原文抜粋
昨年10月のフッテージ上映以来の来日となるマーティン・スコセッシ監督。今回の記者会見には、現在かくれキリシタンの帳方(責任者)である村上茂則が登壇し、映画の感想などを語った。
原作と出会ってから28年が経ったというスコセッシ監督は、本作の完成と日本での公開に対して「夢がかなったという思い」と挨拶。原作を読んで「どう解釈すべきか答えが見つからなかった。(原作と出会った当時は)日本の文化に対する理解がまだそこまでなかったと思う」と振り返り「試行錯誤の上、年を重ねていくことでいろいろ学んだ」と語った。また「若いころに撮っていたら全然違う作品になっていたと思う」とも語り「再婚して子どもが生まれたことで、私生活の変化が可能性を押し広げる結果になった」とその理由を明かした。
本作がバチカンでも上映され、称賛の声が出ていることについてスコセッシ監督は「『映画で伝えたいことが成果として上がれてばいいですね』という言葉をいただいた」と語り、ローマ・カトリック教会のフランシスコ法王との謁見については「相手を緊張させない方で、リラックスしてお会いするころができた」と振り返った。
本作の原作を読んだ時期は「自分の信仰心を見失っていた」というスコセッシ監督。そこで「深く探求しなければならないと教えられた」と原作への思いを語り「人生は疑念だらけで、何で生まれてきたかは分からない。そういった気持ちが創作意欲を掻き立てる」と原作への並々ならぬ思いを明かした。また、日本のキリシタンが弾圧されていた当時はさまざまな拷問による暴力が行われていたが「普遍的な真実であるとキリスト教を持ってきたことが、侵害であり暴力なのではないか」とも語った。

練習問題
1) スコセッシ監督の記者会見の記事によると、監督が原作と出会ってから何年が経っていますか。
2) スコセッシ監督の記者会見の記事にある次の一文を英語に訳してください:『原作と出会ってから28年が経ったというスコセッシ監督は、本作の完成と日本での公開に対して「夢がかなったという思い」と挨拶。』
3) スコセッシ監督の記者会見の記事の続きを、最後の文の後から書いてください。
以下の行は原文抜粋の記事とは関係がありません。

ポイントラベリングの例
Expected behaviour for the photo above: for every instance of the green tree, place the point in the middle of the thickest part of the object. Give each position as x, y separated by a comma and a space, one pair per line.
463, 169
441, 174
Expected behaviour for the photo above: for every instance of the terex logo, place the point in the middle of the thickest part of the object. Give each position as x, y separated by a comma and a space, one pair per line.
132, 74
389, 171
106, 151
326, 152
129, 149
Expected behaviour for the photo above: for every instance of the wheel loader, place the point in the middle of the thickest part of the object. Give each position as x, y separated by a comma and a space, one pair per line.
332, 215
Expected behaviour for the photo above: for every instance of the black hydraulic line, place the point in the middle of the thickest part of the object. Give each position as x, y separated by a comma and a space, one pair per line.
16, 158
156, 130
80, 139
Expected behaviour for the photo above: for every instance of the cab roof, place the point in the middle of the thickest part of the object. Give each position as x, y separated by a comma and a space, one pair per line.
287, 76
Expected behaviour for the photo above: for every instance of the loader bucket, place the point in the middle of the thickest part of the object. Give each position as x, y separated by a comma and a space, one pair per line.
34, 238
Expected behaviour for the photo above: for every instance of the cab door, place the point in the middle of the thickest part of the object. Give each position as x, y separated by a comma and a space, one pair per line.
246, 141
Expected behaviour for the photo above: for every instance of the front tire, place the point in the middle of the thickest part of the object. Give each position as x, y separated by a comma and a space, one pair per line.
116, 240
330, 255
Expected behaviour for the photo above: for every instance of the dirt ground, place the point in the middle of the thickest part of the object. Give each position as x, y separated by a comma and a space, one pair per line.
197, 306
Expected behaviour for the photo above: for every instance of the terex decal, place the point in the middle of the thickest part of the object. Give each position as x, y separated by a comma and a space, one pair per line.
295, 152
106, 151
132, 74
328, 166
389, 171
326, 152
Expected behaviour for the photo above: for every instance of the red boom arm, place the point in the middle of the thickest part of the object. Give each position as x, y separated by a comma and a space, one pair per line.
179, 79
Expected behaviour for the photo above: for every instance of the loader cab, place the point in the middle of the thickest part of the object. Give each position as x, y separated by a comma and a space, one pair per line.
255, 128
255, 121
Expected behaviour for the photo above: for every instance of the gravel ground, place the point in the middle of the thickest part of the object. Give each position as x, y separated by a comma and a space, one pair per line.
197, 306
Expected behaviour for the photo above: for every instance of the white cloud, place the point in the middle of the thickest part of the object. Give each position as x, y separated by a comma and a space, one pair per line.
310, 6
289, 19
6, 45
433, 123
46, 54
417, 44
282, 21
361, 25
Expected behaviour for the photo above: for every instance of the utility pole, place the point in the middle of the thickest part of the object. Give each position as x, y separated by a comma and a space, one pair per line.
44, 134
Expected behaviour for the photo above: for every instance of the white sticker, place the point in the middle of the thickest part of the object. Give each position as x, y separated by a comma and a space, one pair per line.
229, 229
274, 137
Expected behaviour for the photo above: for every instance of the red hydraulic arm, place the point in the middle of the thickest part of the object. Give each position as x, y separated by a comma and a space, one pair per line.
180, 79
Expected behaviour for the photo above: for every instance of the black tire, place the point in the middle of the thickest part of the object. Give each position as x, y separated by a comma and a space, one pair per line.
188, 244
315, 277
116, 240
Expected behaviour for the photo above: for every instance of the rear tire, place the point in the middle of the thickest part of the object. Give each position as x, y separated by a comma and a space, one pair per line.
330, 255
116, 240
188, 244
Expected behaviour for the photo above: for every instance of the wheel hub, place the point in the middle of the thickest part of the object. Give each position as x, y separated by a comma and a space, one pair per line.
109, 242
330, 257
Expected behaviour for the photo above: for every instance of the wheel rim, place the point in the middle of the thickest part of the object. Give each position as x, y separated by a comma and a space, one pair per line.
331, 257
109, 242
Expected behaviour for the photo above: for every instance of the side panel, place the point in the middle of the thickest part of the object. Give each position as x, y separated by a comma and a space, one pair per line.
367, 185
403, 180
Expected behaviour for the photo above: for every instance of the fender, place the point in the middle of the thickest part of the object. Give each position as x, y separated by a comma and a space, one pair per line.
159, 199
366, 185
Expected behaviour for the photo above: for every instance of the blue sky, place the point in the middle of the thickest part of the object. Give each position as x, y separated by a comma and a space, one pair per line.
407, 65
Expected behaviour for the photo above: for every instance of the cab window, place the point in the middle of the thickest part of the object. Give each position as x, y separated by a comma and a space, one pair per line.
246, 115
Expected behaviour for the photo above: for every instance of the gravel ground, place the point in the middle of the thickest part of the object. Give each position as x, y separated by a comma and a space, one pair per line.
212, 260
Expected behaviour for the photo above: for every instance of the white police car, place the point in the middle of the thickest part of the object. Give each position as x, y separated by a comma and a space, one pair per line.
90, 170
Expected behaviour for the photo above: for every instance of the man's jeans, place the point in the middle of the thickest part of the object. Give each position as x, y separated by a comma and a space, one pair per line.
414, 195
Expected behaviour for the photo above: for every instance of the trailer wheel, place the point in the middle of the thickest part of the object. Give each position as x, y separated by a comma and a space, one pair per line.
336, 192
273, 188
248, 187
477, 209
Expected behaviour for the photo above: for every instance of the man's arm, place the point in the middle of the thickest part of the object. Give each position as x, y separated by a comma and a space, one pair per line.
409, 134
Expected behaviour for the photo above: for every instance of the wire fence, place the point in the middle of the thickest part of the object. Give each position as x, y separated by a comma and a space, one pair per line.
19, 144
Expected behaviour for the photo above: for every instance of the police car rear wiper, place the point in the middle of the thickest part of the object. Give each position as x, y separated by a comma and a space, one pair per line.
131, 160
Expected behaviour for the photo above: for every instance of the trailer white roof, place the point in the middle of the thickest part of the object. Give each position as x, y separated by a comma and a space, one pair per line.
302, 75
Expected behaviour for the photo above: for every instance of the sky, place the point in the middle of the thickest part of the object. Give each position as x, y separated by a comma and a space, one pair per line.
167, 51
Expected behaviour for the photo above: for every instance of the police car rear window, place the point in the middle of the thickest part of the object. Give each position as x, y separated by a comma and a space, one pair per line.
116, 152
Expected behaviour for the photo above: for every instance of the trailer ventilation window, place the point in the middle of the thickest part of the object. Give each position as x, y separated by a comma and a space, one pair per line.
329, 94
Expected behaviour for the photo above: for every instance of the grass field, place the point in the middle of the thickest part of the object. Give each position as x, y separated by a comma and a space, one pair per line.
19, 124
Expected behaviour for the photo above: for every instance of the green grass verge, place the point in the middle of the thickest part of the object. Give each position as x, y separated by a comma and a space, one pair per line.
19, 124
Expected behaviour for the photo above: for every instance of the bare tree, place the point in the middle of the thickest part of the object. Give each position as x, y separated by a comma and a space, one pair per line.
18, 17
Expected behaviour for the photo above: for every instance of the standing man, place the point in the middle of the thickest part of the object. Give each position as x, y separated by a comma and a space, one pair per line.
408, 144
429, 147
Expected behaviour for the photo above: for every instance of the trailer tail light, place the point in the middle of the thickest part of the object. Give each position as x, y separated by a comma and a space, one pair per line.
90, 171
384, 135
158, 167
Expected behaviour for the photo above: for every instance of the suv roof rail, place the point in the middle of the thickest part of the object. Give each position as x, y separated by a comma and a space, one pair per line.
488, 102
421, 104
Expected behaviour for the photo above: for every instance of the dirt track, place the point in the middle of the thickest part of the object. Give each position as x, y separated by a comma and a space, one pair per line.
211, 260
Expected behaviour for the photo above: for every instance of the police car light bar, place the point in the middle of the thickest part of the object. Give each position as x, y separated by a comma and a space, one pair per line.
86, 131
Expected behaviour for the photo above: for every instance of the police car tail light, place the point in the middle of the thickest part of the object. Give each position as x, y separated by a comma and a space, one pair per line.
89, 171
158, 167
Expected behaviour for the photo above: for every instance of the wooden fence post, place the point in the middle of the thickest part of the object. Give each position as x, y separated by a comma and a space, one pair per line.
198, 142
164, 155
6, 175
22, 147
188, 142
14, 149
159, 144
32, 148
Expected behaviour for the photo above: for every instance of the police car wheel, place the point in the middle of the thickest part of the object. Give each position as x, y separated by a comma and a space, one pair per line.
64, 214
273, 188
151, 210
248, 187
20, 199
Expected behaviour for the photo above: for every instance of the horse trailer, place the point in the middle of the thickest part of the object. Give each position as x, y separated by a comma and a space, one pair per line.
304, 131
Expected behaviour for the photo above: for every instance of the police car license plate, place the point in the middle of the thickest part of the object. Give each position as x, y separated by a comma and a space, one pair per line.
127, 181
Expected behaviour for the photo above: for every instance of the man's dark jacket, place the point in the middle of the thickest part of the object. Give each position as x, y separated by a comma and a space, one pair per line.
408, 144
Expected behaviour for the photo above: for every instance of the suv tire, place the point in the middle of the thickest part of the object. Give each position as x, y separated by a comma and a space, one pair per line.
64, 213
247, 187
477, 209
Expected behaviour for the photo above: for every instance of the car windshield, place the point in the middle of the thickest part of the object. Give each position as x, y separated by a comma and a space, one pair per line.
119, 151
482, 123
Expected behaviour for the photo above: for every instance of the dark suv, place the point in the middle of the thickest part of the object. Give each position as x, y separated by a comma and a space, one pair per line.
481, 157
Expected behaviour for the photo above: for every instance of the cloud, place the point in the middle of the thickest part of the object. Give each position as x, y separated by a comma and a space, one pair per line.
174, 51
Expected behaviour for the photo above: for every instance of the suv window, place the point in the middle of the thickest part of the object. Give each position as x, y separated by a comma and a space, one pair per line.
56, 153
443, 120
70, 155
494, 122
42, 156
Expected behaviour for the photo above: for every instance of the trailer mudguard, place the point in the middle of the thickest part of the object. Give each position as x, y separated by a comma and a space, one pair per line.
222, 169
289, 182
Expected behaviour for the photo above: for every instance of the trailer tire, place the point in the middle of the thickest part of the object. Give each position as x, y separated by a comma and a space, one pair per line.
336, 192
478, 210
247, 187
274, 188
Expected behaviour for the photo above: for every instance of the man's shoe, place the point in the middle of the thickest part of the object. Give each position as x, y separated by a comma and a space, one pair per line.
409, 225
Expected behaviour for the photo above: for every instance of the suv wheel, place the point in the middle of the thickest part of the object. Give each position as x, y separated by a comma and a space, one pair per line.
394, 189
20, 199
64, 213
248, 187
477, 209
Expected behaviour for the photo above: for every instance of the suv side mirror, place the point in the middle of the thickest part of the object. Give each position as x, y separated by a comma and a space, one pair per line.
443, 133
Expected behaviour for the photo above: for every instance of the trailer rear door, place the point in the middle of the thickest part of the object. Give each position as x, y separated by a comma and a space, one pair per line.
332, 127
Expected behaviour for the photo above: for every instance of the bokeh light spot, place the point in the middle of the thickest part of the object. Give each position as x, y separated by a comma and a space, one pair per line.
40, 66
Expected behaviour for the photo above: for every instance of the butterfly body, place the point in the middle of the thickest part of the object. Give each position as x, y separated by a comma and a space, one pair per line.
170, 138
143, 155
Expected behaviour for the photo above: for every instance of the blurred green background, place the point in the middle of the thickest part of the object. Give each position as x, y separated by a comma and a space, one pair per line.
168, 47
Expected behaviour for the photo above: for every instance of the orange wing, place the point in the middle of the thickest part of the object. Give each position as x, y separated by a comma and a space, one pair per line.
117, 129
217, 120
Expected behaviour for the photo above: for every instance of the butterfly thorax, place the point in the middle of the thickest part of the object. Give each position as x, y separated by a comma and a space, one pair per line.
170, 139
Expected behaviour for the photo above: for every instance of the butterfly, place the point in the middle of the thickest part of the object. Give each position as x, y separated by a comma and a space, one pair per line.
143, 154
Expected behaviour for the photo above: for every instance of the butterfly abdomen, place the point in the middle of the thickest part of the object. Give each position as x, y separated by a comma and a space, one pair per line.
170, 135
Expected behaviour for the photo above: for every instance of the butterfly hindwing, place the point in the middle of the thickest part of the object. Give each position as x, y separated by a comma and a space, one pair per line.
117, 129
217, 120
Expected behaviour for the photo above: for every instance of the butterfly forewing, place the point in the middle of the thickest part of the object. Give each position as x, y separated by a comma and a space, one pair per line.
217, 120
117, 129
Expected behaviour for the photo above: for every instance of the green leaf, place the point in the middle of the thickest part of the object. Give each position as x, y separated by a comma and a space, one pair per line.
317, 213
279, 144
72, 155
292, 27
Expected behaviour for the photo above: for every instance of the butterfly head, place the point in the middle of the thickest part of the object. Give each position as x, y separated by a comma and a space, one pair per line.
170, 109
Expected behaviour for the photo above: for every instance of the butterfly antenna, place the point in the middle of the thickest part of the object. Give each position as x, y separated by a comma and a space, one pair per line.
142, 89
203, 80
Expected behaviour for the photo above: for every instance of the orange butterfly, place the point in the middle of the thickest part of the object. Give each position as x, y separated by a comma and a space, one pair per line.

解答
1) 28年です。

2) Scorsese, who says 28 years have passed since he first encountered the original work, described the completion of this film and its release in Japan as "the feeling of a dream come true" in his opening remarks.

3)
劇中では“人間の弱さ”という点を印象的に描いているが「弱い者を弾かずに受け入れる。強くなる場合もあるし、うまくいかない場合もある。社会ではみんなが強くなければいけないわけではない」と自身の思いを語った。また、会見の終盤で登壇した、かくれキリシタンの帳方である村上が「涙が出てくる」と感想を語り「日本人に観てもらいたい」と思いを明かすと、スコセッシ監督は「日本の文化や日本にいたキリシタンの勇気を損なうことがないように描いた」と敬意を表した。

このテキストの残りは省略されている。